### Text for analysis
_ _ _ _
Potentially hazardous dental bur debris under fillings

Dental burs are used extensively in dentistry to mechanically prepare tooth structures for restorations (fillings); dental burs can be made of stainless steel, diamond or tungsten carbide (WC) cemented with cobalt or nickel. Generally, dental burs come in different kinds and shapes. Each of these kinds of burs is used for a specific function when drilling into the crown of a tooth to create a cavity in which filling material is placed. Stainless steel burs are used if the cutting is pursued at speeds slower than 5000 rpm, while at high speeds diamond-coated burs are most efficient in carving the brittle enamel, and WC burs are most efficient in cutting dentin.

Little has been reported on the bur debris left behind in the teeth, and whether it poses potential health risks to patients. The bur debris can remain within the prepared tooth structure, or be ingested or inhaled, and, owing to their sharp edges, can become lodged in soft tissue. In one study, magnetic resonance images revealed the presence of dental bur artifacts in both second premolar areas of the mandible.
_ _ _ _
### Material shown

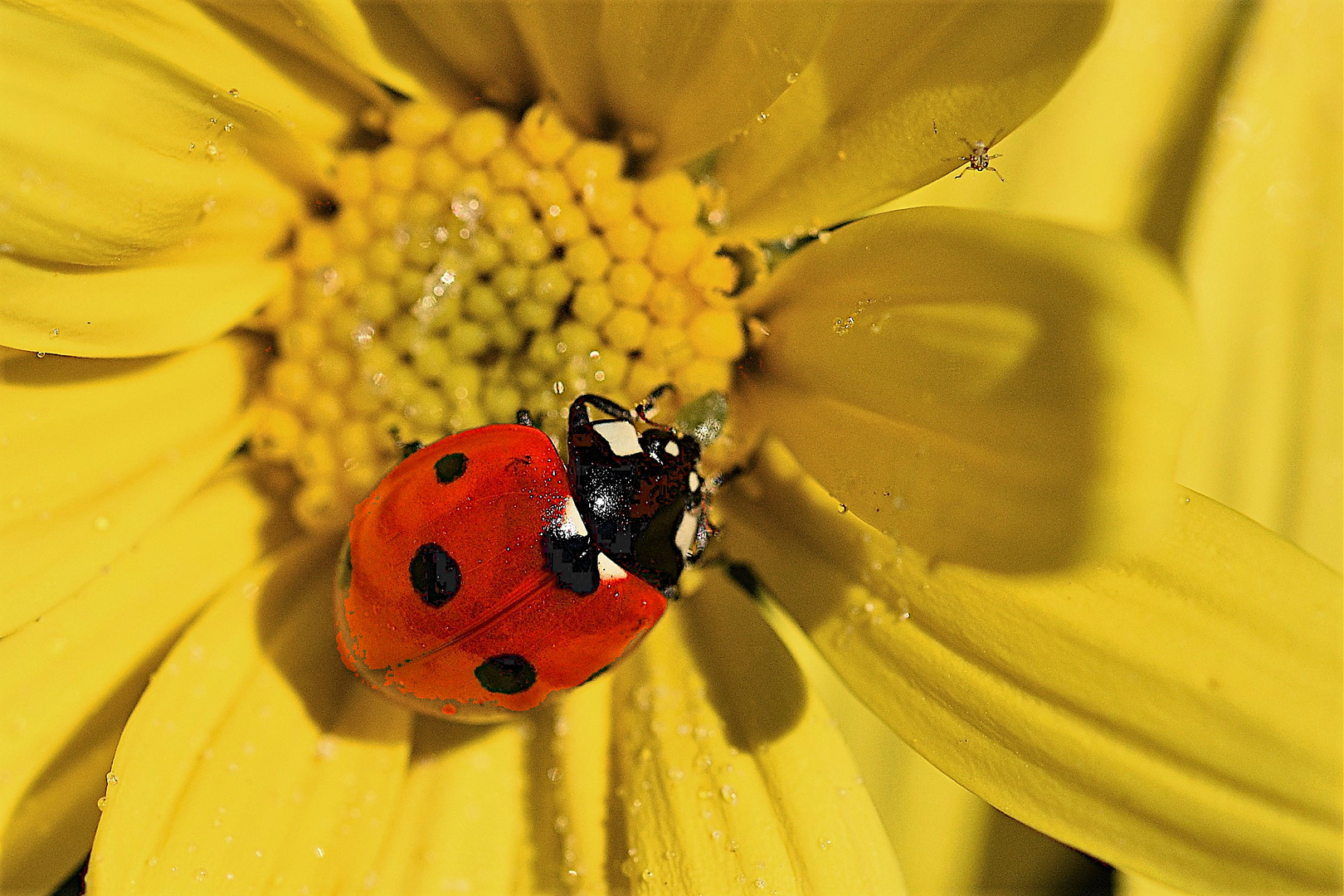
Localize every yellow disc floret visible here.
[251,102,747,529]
_ _ _ _
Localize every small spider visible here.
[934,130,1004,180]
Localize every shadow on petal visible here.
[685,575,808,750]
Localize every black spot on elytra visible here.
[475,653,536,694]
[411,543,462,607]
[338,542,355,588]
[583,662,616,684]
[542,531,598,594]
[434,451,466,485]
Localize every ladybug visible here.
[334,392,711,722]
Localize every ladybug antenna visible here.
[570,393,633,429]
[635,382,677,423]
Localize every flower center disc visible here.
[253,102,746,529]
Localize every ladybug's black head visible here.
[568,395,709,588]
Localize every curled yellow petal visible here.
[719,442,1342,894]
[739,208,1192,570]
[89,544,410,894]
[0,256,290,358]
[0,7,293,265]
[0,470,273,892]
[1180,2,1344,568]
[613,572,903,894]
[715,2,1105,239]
_ _ _ _
### Explore the material
(1) Copy the stretch from "Potentially hazardous dental" through "in cutting dentin." in the passage on dental bur debris above, keeping every word and mark unchanged.
(2) Answer these questions from the passage on dental bur debris above:
(a) What materials can dental burs be made of?
(b) Below what cutting speed are stainless steel burs used?
(c) In one study, where did magnetic resonance images show dental bur artifacts?

### Responses
(1)
Potentially hazardous dental bur debris under fillings

Dental burs are used extensively in dentistry to mechanically prepare tooth structures for restorations (fillings); dental burs can be made of stainless steel, diamond or tungsten carbide (WC) cemented with cobalt or nickel. Generally, dental burs come in different kinds and shapes. Each of these kinds of burs is used for a specific function when drilling into the crown of a tooth to create a cavity in which filling material is placed. Stainless steel burs are used if the cutting is pursued at speeds slower than 5000 rpm, while at high speeds diamond-coated burs are most efficient in carving the brittle enamel, and WC burs are most efficient in cutting dentin.

(2)
(a) Stainless steel, diamond, or tungsten carbide (WC) cemented with cobalt or nickel.
(b) 5000 rpm.
(c) In both second premolar areas of the mandible.